Saturday, August 8, 2009

Ahhhh

I just finished a slow 60 minute crawl. The only way you would have been able to tell I was running was the concentration on my face. What with all of the tapering and then 100 miling and then recovering I had forgotten how good a simple jog can feel. Physically I felt terrible but I feel like a million dollars mentally. I can't wait to do another one just like it tomorrow. Are we lucky or what?

Thursday, August 6, 2009

Burning River Report (Part 5)

When a problem comes along
You must whip it…
Get straight
Go forward
Move ahead…
--Devo

We were now closer to Akron than Cleveland. It just somehow felt like we were into Zips territory. I thought about my wife Jenny and my kids and I figured they would be happy to know that I was still moving. This section of the course mercifully included a couple of miles of paved bike path and road so I took a nap. I didn’t lie down, I just went to sleep. This is a trick I learned by accident and if you have never done it you surely won’t believe me but it is possible to do a controlled sleep walk, and so I did. I kept one eye open and let the rest of my brain sleep. I don’t mean I relaxed and I don’t mean I coasted. I’m not speaking metaphorically. I literally slept. I don’t recommend it because its dangerous but the truth is I can grab a couple of dozen ten second winks on a mile of road and, don’t believe me if you don’t want to, but it helps! I finally woke up when Fred Davis passed me. As he passed he said “I just keep looking at my feet…they are moving forward and so am I”. I tried this but I imagined my feet flipping me the bird and hating my guts so I went back to listening to Neil Young singing about rust and about how it never sleeps. I imagined that I could still show rust a thing or two. Then I smiled. Then I vomited.

--- SET PROBLEM ---
Return the passage of the running blog from "I just finished" up to and including "Report (Part 5)", word for word.

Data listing
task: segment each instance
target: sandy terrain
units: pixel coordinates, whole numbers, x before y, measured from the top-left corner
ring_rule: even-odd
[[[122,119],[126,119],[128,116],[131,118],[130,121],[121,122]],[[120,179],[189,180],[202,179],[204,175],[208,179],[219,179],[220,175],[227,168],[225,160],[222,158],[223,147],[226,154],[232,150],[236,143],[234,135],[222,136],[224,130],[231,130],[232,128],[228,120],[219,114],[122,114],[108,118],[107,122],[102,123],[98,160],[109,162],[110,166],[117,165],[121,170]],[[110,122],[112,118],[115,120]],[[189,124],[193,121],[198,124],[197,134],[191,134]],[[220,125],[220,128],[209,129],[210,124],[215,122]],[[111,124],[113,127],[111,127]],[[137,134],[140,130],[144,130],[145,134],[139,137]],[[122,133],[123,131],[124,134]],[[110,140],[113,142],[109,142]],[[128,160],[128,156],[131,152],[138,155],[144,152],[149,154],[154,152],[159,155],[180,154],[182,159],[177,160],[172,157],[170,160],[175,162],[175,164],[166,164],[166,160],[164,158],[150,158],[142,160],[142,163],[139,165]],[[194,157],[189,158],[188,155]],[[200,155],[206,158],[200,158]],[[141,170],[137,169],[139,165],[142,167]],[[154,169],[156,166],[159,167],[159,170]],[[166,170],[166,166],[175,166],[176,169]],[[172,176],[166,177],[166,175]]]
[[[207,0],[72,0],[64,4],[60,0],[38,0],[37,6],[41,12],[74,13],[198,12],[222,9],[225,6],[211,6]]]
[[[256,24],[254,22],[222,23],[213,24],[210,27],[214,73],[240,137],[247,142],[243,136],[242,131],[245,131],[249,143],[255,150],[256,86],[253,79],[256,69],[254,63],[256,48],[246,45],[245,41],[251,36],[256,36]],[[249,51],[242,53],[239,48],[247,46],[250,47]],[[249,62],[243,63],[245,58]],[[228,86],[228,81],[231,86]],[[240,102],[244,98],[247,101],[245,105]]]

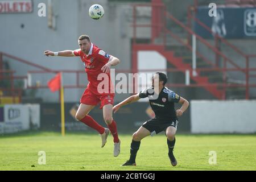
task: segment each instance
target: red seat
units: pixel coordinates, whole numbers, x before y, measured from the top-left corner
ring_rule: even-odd
[[[240,0],[226,0],[225,3],[226,5],[239,5]]]
[[[240,0],[240,5],[254,5],[254,0]]]
[[[254,5],[250,5],[250,4],[244,4],[244,5],[240,5],[240,7],[254,7]]]

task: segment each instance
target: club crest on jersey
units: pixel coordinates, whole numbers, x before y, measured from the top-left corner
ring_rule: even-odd
[[[163,98],[162,98],[162,101],[163,102],[166,102],[166,98],[163,97]]]

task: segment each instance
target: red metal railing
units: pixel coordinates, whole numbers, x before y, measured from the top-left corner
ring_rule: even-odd
[[[195,0],[195,3],[196,3],[197,1]],[[154,9],[155,5],[154,3],[143,4],[143,5],[141,5],[141,4],[133,5],[133,13],[134,13],[133,18],[134,18],[134,19],[133,21],[133,27],[134,28],[134,29],[133,29],[134,34],[133,34],[133,43],[134,45],[135,45],[137,44],[137,42],[136,42],[137,28],[141,27],[149,27],[149,28],[151,28],[151,32],[152,32],[153,31],[153,30],[156,28],[156,27],[160,26],[160,27],[162,27],[164,30],[164,34],[163,34],[163,35],[162,35],[163,36],[163,46],[166,45],[166,35],[168,34],[168,35],[170,35],[172,38],[174,38],[175,39],[177,40],[183,46],[187,47],[189,49],[192,51],[192,46],[190,46],[189,42],[188,42],[188,43],[186,44],[184,42],[184,41],[183,41],[183,40],[181,38],[180,38],[178,36],[177,36],[175,34],[174,34],[174,32],[172,32],[171,30],[168,30],[166,28],[166,20],[163,21],[164,23],[160,24],[157,24],[157,23],[155,24],[154,25],[152,25],[152,24],[143,24],[143,25],[137,24],[137,16],[136,16],[137,7],[141,7],[143,6],[151,6],[152,9]],[[161,6],[162,7],[164,7],[164,6],[163,6],[163,4],[162,5],[158,5],[158,7]],[[196,10],[195,10],[196,11]],[[163,11],[163,10],[162,10],[162,11]],[[224,82],[224,84],[222,84],[222,86],[224,88],[224,93],[225,92],[225,90],[226,90],[227,87],[233,87],[234,86],[233,85],[228,84],[226,82],[226,75],[227,75],[226,72],[228,71],[230,71],[230,69],[227,68],[227,63],[229,63],[230,65],[233,65],[235,68],[235,70],[233,70],[234,71],[236,71],[237,72],[241,72],[245,74],[245,75],[246,75],[245,85],[240,85],[240,86],[241,86],[246,88],[245,98],[246,98],[246,99],[249,99],[249,88],[254,86],[254,84],[249,84],[249,77],[250,76],[250,75],[249,73],[249,71],[254,71],[253,69],[249,69],[249,58],[254,57],[255,57],[255,55],[245,55],[243,54],[242,51],[240,51],[235,46],[234,46],[233,45],[228,43],[227,41],[224,40],[224,42],[227,45],[228,45],[229,47],[232,48],[234,50],[236,51],[237,52],[240,53],[243,56],[245,56],[245,59],[246,59],[245,68],[242,68],[238,65],[237,65],[237,64],[235,63],[233,60],[232,60],[230,58],[227,57],[222,52],[221,52],[220,50],[218,49],[218,48],[217,48],[217,47],[218,47],[218,44],[217,44],[218,41],[217,40],[218,40],[216,39],[215,41],[215,42],[216,42],[215,46],[212,46],[208,42],[207,40],[203,39],[202,37],[201,37],[199,35],[196,35],[196,34],[195,34],[195,32],[194,32],[191,30],[191,28],[190,28],[189,27],[185,26],[183,23],[182,23],[181,22],[179,21],[177,19],[175,18],[172,15],[168,14],[166,11],[165,11],[165,12],[166,12],[166,13],[164,14],[166,15],[166,16],[167,17],[167,18],[171,19],[172,20],[172,22],[174,22],[176,24],[179,25],[180,27],[181,27],[184,30],[185,30],[185,31],[187,31],[188,32],[188,35],[189,35],[189,38],[191,37],[192,35],[195,35],[196,37],[196,38],[197,39],[197,40],[200,41],[204,46],[205,46],[207,47],[208,47],[210,50],[212,50],[213,51],[213,52],[214,52],[215,53],[215,55],[216,55],[215,64],[213,64],[212,61],[209,61],[208,59],[206,58],[200,52],[199,52],[198,51],[197,51],[197,52],[196,52],[196,55],[197,55],[197,56],[201,57],[203,61],[204,61],[205,63],[207,63],[209,65],[211,65],[213,67],[212,68],[210,68],[210,69],[207,70],[207,71],[210,72],[211,71],[214,71],[214,70],[220,71],[220,69],[219,69],[220,68],[218,68],[218,57],[222,57],[223,59],[224,68],[223,68],[223,69],[221,70],[221,72],[222,72],[222,73],[223,73],[223,81]],[[165,19],[164,18],[164,19]],[[190,22],[189,21],[188,21],[188,25],[191,24],[191,23],[189,23],[189,22]],[[151,21],[151,23],[152,23],[152,21]],[[156,37],[154,37],[154,34],[151,34],[151,44],[155,44],[154,40],[156,38]],[[223,41],[223,40],[224,40],[223,38],[218,38],[217,36],[216,36],[216,39],[218,39],[220,40],[222,40],[222,41]],[[133,70],[134,71],[134,72],[137,72],[138,71],[137,68],[137,58],[135,57],[135,56],[137,56],[137,55],[134,52],[134,51],[133,50],[133,66],[132,66],[132,68],[133,68]],[[203,71],[203,70],[201,69],[196,69],[196,71],[199,71],[199,72]],[[256,76],[254,75],[253,76]],[[209,83],[208,85],[216,85],[216,84],[214,84],[214,83],[210,84]],[[201,85],[200,84],[198,84],[197,85],[199,86],[203,86],[203,85]],[[225,96],[224,97],[225,97]]]
[[[28,61],[25,60],[23,59],[11,55],[10,54],[0,52],[0,81],[2,80],[9,80],[10,87],[8,88],[0,88],[0,90],[5,92],[6,95],[10,96],[13,97],[13,101],[15,103],[15,98],[16,96],[19,97],[19,102],[21,102],[21,95],[22,93],[22,89],[21,88],[15,88],[14,86],[14,80],[20,80],[20,79],[26,79],[27,80],[27,76],[15,76],[14,73],[15,73],[14,71],[6,71],[3,70],[3,57],[10,58],[15,61],[17,61],[26,65],[29,65],[33,67],[39,68],[42,70],[51,71],[51,69],[47,67],[42,66],[40,65],[35,64],[34,63],[30,62]]]
[[[192,15],[192,12],[193,12],[194,13],[195,12],[196,12],[196,10],[197,8],[197,0],[195,0],[194,1],[194,6],[190,6],[188,9],[188,26],[190,28],[192,27],[192,23],[191,23],[191,20],[193,20],[195,22],[197,23],[198,24],[199,24],[200,26],[201,26],[202,27],[204,28],[207,31],[208,31],[209,33],[210,33],[212,35],[213,35],[214,36],[214,43],[215,43],[215,48],[216,49],[218,49],[218,44],[219,44],[219,42],[220,42],[221,43],[225,44],[228,47],[229,47],[231,49],[232,49],[233,51],[234,51],[234,52],[236,53],[237,53],[238,55],[240,55],[240,56],[241,56],[243,60],[245,62],[245,67],[246,68],[249,68],[249,61],[250,61],[250,58],[251,57],[256,57],[256,55],[246,55],[245,53],[244,53],[242,51],[241,51],[238,48],[237,48],[237,47],[236,47],[235,46],[234,46],[233,44],[231,44],[230,43],[229,43],[228,40],[226,40],[225,39],[224,39],[222,37],[220,36],[218,34],[214,34],[212,30],[208,27],[206,24],[205,24],[204,23],[203,23],[202,22],[201,22],[199,19],[196,18],[195,15]],[[190,40],[189,40],[189,36],[188,36],[188,42],[189,42]],[[218,64],[218,55],[216,54],[216,64],[217,65]],[[227,60],[226,59],[224,59],[224,67],[226,67],[226,61]],[[233,61],[232,61],[233,63]],[[240,67],[238,67],[237,68],[240,68]],[[254,77],[254,75],[250,75],[249,73],[249,71],[248,71],[248,69],[246,69],[246,71],[243,71],[244,73],[246,75],[246,98],[248,99],[249,97],[249,78],[250,77]]]

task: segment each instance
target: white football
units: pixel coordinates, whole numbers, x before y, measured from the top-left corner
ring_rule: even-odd
[[[99,19],[104,15],[104,9],[100,5],[93,5],[89,9],[89,15],[92,19]]]

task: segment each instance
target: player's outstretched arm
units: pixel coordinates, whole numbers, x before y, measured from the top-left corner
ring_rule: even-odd
[[[73,51],[66,50],[60,52],[52,52],[51,51],[44,51],[44,55],[46,56],[64,56],[64,57],[72,57],[75,56],[73,53]]]
[[[122,101],[121,102],[119,103],[118,104],[115,105],[114,107],[113,107],[114,113],[115,113],[120,109],[121,107],[133,102],[135,102],[139,100],[141,98],[139,95],[139,94],[138,93],[136,95],[132,96],[130,97],[128,97],[127,98]]]
[[[177,109],[176,110],[176,114],[177,116],[181,116],[184,112],[188,109],[188,106],[189,105],[189,102],[184,98],[180,97],[180,101],[179,101],[179,104],[182,104],[181,107],[179,109]]]

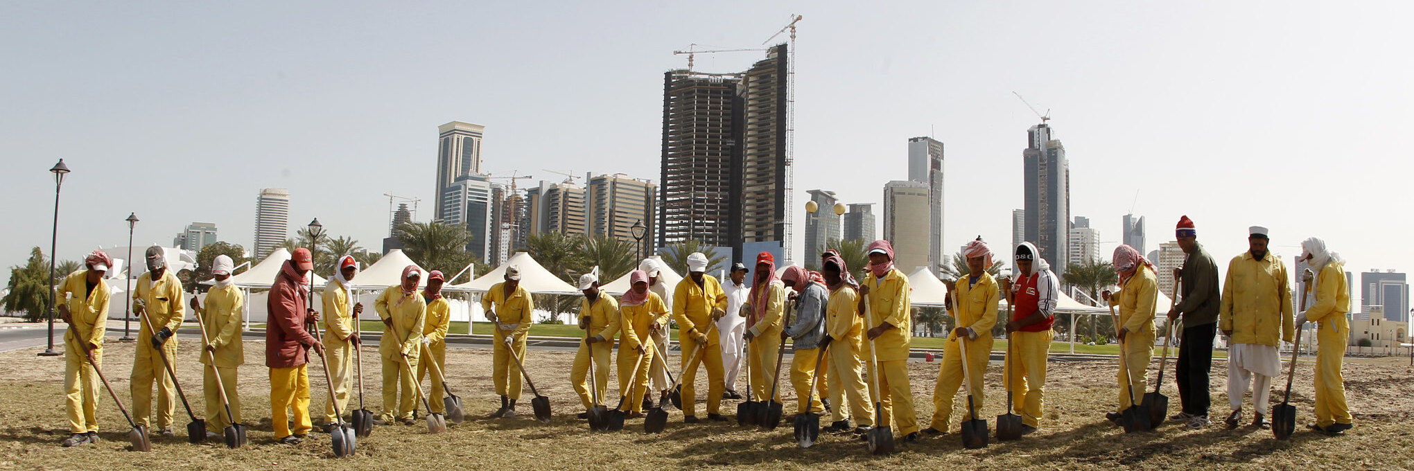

--- ANSWER FOR THE TASK ---
I just finished a slow 60 minute crawl. The only way you would have been able to tell I was running was the concentration on my face. What with all of the tapering and then 100 miling and then recovering I had forgotten how good a simple jog can feel. Physically I felt terrible but I feel like a million dollars mentally. I can't wait to do another one just like it tomorrow. Are we lucky or what?

Thursday, August 6, 2009

Burning River Report (Part 5)